**Information given**
----------

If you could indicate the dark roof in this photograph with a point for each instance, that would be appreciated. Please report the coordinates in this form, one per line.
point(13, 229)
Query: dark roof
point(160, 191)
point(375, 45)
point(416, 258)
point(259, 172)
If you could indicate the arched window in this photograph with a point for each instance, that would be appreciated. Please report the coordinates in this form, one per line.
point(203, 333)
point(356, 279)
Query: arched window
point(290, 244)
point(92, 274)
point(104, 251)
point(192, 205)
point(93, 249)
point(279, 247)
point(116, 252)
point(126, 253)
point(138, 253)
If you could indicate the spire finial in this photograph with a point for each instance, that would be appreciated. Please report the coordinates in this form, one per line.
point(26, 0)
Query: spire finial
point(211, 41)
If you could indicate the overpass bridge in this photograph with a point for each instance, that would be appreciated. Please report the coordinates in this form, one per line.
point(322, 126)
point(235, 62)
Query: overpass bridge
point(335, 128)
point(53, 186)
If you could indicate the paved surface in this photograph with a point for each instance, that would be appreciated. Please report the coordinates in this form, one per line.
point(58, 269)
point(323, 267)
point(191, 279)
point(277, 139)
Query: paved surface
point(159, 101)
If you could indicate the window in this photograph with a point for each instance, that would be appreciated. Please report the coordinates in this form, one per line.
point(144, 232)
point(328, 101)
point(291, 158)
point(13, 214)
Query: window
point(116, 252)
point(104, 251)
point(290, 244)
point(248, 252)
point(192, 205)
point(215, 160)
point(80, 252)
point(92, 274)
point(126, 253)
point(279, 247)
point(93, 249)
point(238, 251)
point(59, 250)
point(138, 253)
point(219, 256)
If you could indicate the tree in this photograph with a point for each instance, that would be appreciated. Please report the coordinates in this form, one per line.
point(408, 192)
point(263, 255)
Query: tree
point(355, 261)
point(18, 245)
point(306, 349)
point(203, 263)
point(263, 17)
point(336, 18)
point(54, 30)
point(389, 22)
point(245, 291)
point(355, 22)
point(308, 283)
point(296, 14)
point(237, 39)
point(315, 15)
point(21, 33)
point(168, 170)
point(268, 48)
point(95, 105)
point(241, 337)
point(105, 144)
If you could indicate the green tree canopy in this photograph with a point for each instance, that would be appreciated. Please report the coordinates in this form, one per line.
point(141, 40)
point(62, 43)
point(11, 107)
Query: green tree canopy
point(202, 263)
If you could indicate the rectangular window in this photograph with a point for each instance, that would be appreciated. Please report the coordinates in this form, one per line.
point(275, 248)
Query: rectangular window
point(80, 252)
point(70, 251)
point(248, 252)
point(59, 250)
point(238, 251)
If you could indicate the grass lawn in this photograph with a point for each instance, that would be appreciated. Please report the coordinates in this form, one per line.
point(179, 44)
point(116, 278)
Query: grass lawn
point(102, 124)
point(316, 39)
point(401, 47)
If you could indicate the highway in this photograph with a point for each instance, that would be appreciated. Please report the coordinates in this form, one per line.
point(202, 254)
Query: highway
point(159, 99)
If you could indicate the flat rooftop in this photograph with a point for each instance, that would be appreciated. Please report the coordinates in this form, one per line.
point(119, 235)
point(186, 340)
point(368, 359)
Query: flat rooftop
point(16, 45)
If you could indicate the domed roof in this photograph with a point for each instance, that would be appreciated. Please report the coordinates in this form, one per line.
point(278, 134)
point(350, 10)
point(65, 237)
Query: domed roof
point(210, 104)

----------

**What you need to do**
Update the items above by changing every "coordinates" to "positions" and leaving everything else as it is.

**Worked answer**
If you could indicate the dark roof in this photograph with a point for each instance, that would be appreciated. Please report the positions in this form, one per line.
point(13, 229)
Query: dark roof
point(160, 191)
point(375, 45)
point(416, 258)
point(259, 172)
If you could indicate the arched window in this photograph with a point for each instance, that would be appreciated. Please report the positions in this form, one per line.
point(203, 333)
point(356, 279)
Query: arched window
point(290, 244)
point(92, 274)
point(104, 251)
point(192, 205)
point(93, 249)
point(279, 247)
point(116, 252)
point(126, 253)
point(138, 253)
If you could indicate the spire finial in this photograph with a point for each instance, that would be appreciated. Please report the positions in this form, one per line.
point(26, 0)
Query: spire finial
point(211, 41)
If you could indicate the overpass bridge in this photograph with a point for each instance, that would be appreciated. Please report the positions in this form, one per line.
point(322, 126)
point(235, 62)
Query: overpass bridge
point(335, 128)
point(53, 186)
If you could indicate the paved surface in this photograph with a point for each instance, that would be appreciated. Please report the positions in this form, one per line.
point(58, 269)
point(323, 267)
point(191, 279)
point(277, 139)
Query: paved surface
point(159, 101)
If you could indicate the window in this photograph with a point for each instance, that would be appreciated. Please report the positions in this form, one per line.
point(144, 232)
point(328, 101)
point(291, 158)
point(13, 214)
Query: window
point(116, 252)
point(104, 251)
point(290, 244)
point(248, 252)
point(192, 205)
point(215, 160)
point(80, 252)
point(92, 274)
point(126, 253)
point(279, 247)
point(93, 249)
point(238, 251)
point(59, 250)
point(138, 253)
point(219, 256)
If you could indicate the tree in this photograph with a point for each instance, that would be appreciated. Please report the positions in this form, one per line.
point(408, 192)
point(263, 255)
Query: tree
point(355, 261)
point(18, 245)
point(306, 349)
point(203, 263)
point(263, 17)
point(336, 18)
point(54, 30)
point(389, 22)
point(245, 291)
point(355, 22)
point(308, 283)
point(296, 14)
point(237, 39)
point(315, 15)
point(21, 33)
point(168, 170)
point(268, 48)
point(95, 105)
point(241, 337)
point(105, 144)
If you could indicate the green tree canopy in this photograph with a point for each instance, that would be appreciated. Please report the positions in this form, one per line.
point(141, 40)
point(62, 43)
point(11, 107)
Query: green tree canopy
point(202, 263)
If you could indicate the rectangular window in this photograph with a point for each instance, that would be appreciated. Please report the positions in this form, one per line.
point(275, 248)
Query: rectangular window
point(80, 252)
point(70, 251)
point(248, 252)
point(59, 250)
point(238, 251)
If you could indicate the grass lawn in this photograph with a point for each instance, that would be appreciated. Please report the positions in this form, one per line.
point(179, 44)
point(116, 278)
Query: grass lawn
point(102, 124)
point(316, 39)
point(401, 47)
If you could indicate the highway in this photograph with a point for each instance, that would be appreciated. Please report the positions in this form, one per line.
point(202, 254)
Query: highway
point(159, 99)
If you could indicate the flat rooftop in this photograph with a point for each instance, that would be appreciated. Please report the positions in this form, one per line.
point(119, 235)
point(186, 340)
point(368, 359)
Query: flat rooftop
point(16, 45)
If you could indicate the domed roof in this photograph with a point for each instance, that would be appreciated. Please report the positions in this form, one per line.
point(278, 134)
point(350, 10)
point(65, 237)
Query: domed roof
point(210, 104)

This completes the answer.